The basics of food safety don’t change much, said Tyler Williams, CEO of St. Louis-based ASI Food Safety.

Grocery delis need to make sure their employees are washing their hands enough, that product is getting rotated when it needs to be, that there’s no cross-contamination. Pest and chemical controls need to be in place, produce needs to be store appropriately. 

That was true in the past, it’s true now and it will remain the priority in the future.

What has changed, Williams said, is the focus on establishing the proper cultures that will turn those food safety priorities into realities on a daily basis.

“The biggest trend in food safety is the push for food safety culture, and figuring out what that means,” Williams said, pointing out that the definition can vary widely depending on the company and industry.

In the past, a retailer’s food safety program might involve an annual training exercise, a “check the box exercise,” Williams said. Employees likely didn’t retain much information in that training that they could apply in their daily work routines.

Now, it’s far more common for stores and other businesses in the fresh food industry to do training on a monthly basis, he said. And more of it is done on an interactive e-learning platform, where employees are asked to complete activities and take quizzes. If they don’t pass, they can go back and try again until they do.

“It’s not just the boss talking to you for 30 minutes,” Williams said.

That’s on the training side. On the performance side, more delis and other areas of the grocery store are setting KPIs for employees. If swabs are being conducted, for instance, the results could be tied to whether employees get a reward or a warning for their efforts.

◆ **Provided data**:
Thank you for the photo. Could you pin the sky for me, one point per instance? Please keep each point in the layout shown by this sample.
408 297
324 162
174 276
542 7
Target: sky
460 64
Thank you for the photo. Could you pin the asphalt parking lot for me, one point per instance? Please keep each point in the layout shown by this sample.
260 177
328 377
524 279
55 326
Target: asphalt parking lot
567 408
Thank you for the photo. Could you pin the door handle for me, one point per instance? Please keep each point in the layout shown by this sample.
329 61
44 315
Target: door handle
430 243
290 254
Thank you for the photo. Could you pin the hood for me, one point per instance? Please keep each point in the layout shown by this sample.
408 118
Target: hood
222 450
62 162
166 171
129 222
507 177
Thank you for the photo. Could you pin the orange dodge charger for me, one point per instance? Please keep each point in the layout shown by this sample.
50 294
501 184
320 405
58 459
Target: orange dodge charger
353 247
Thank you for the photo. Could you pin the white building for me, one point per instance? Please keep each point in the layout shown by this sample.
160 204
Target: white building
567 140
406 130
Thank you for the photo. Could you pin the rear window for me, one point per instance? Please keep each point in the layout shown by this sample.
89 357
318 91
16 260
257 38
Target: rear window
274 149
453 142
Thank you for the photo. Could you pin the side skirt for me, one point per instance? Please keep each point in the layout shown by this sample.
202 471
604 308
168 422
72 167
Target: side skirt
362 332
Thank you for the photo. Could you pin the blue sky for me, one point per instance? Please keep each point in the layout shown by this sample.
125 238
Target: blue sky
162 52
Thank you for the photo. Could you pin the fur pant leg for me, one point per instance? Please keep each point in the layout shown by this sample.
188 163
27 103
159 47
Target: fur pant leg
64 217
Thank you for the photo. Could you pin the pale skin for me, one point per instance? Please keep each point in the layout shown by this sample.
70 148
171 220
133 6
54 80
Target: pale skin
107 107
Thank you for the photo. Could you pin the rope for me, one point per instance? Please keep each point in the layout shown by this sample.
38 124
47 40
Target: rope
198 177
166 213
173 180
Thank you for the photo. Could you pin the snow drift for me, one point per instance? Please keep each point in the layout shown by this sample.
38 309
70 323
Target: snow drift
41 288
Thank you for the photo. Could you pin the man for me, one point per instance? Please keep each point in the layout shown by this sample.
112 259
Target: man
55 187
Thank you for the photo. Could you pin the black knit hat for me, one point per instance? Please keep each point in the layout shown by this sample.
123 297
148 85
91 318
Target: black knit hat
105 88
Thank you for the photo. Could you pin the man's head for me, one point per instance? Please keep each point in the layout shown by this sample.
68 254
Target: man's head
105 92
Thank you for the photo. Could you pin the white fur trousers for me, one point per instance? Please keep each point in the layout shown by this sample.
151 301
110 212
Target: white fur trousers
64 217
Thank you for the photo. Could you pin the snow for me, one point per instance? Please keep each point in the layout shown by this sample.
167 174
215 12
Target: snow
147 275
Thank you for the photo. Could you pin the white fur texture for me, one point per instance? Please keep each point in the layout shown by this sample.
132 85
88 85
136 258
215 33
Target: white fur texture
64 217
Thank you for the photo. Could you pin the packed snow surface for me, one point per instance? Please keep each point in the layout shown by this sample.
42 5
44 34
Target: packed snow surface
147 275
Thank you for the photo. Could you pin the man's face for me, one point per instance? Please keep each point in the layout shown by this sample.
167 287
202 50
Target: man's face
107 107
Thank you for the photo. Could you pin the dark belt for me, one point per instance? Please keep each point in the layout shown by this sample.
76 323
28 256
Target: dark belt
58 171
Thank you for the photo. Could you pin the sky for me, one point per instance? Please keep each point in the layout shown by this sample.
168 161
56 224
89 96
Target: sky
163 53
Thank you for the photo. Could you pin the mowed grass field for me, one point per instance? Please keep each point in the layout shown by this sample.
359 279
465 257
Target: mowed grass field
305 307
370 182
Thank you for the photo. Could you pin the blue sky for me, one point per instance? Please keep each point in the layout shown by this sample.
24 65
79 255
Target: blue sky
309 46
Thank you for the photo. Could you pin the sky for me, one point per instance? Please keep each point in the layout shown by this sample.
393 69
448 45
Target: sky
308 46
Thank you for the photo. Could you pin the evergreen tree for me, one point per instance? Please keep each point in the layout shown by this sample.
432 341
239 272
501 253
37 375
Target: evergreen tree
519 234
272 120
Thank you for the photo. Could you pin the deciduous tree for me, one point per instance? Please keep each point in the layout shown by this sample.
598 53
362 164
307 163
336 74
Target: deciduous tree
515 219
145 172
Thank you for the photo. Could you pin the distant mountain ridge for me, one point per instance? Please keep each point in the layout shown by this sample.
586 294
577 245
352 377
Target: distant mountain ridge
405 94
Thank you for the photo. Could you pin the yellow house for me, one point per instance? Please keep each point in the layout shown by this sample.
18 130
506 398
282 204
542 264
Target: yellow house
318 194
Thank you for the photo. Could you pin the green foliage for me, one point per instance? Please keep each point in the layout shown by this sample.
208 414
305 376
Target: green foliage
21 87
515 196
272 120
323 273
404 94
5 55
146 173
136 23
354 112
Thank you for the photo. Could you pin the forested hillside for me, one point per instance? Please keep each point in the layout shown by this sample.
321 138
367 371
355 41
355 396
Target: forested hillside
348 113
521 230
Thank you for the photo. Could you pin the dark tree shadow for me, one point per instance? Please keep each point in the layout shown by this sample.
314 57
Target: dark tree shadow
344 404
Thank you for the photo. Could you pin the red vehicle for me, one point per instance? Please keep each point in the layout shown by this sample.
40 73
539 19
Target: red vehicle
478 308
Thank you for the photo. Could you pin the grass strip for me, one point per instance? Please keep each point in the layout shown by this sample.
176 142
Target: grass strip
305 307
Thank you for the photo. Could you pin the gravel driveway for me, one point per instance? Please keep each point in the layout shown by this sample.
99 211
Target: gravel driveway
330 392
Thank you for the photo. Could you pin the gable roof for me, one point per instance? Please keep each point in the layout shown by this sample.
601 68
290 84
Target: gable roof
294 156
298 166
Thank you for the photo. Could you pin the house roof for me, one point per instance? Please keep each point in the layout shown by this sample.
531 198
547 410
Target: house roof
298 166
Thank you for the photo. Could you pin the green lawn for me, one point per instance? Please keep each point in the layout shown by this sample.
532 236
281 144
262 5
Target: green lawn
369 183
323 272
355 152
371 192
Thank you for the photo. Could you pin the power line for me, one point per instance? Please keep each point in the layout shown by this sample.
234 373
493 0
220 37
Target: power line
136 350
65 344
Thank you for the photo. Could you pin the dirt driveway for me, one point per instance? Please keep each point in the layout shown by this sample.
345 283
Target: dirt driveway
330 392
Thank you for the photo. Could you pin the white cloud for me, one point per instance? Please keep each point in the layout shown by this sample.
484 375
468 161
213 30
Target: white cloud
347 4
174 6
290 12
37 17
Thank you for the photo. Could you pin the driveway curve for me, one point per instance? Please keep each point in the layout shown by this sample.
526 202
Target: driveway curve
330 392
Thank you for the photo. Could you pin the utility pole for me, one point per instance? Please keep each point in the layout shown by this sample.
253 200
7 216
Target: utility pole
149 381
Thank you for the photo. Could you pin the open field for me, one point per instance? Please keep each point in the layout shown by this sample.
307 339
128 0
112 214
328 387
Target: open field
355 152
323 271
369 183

◆ **Work order 1**:
In the food safety text, how often is it now common for stores and other fresh food businesses to hold training?
◆ **Work order 2**:
Extend the text on deli food safety culture by a few paragraphs, picking up after its last sentence.

◆ **Final answer 1**:
Monthly.

◆ **Final answer 2**:
Another product of the greater importance placed on food safety culture, Williams said, is increased use of posters and other visual reminders in the workplace to wash hands, cover noses when sneezing and other hygiene basics.

ASI serves as a one-stop shop for grocery retailers and other food industry members who want help with staff training, food safety culture implementation, audits and a host of other services, Williams said. And following the company’s acquisition last year by Kiwa, ASI is now poised to do audits outside of North America.

The end of self-serve?

One of the biggest changes COVID brought to grocery delis was the discontinuation of many salad bars and other self-serve options, said Tyler Williams, CEO of St. Louis-based ASI Food Safety.

They are great convenience options for consumers, Williams said, but they are very risky. You can train staff on proper food safety habits, he said, but you can’t train consumers.

COVID did make people in general more conscious about germs, bacteria, diseases. But not enough to produce changes in behavior that would make them feel them safe going back to many self-serve options — or convince retailers to bring them back in the first place. 

“I don’t see those things coming back,” Williams said. “That’s been the biggest change in delis.”